Most small business owners don’t jump into their entrepreneurial dream because they are experts at financing a business. As a result, it’s not uncommon for a loan application to be rejected. Sometimes it could be the creditworthiness of the business, the criteria of the lender, or simply not completely understanding what the lender considered when they evaluated your loan application.

Recover from a rejected loan application | OnDeck

With that in mind, here are four things you can do to regroup, start over, and improve the odds for next time:

1. Start at the beginning: The first thing lenders want to know is that your business has the ability to service debt. This is why they ask about things like revenue, time in business, cash flow, and your liabilities. They want to validate that you can repay a loan and that you’ve been in business long enough to have a track record. Different lenders have different requirements. For example, the local bank wants to see several years in business and annual revenues closer to $1 million than $100,000. On the other hand, many online lenders are looking for at least a year in business, a minimum threshold of $100,000 in annual revenues, and the ability to demonstrate you have the cash flow to make the periodic payments.

Advice: Make sure you understand the loan criteria before you apply to validate for yourself that you meet the minimum requirements regarding time in business and revenue.

.....

TASKS TO CARRY OUT.
(a) In the loan rejection article, what minimum annual revenue do many online lenders look for?
(b) Translate this sentence from the loan rejection article into Spanish: "They want to validate that you can repay a loan and that you've been in business long enough to have a track record."

DATASET EXCERPT.

.....

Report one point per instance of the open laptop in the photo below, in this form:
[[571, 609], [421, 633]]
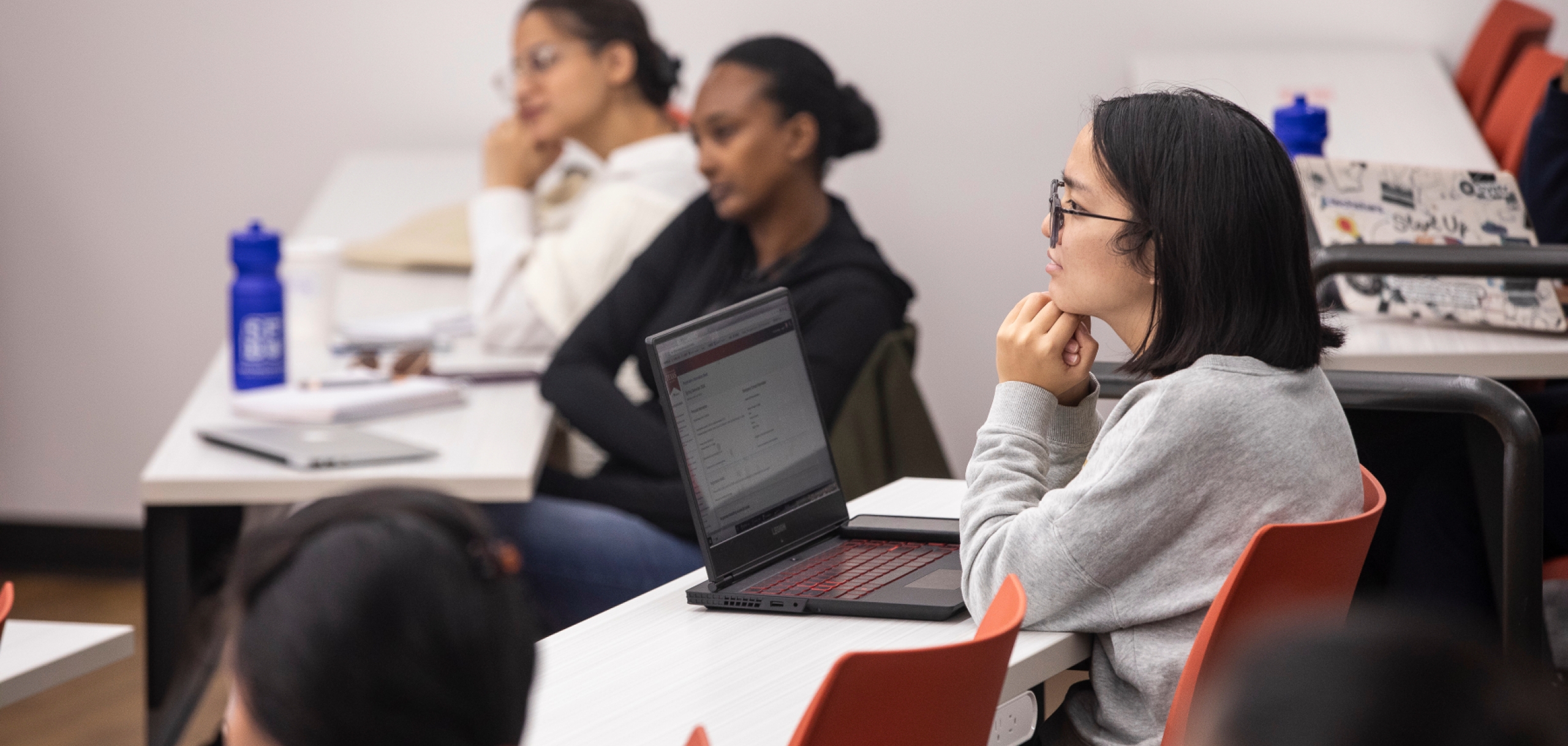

.....

ANSWERS.
(a) $100,000

(b) Quieren verificar que usted puede pagar un préstamo y que lleva suficiente tiempo en el negocio como para tener un historial.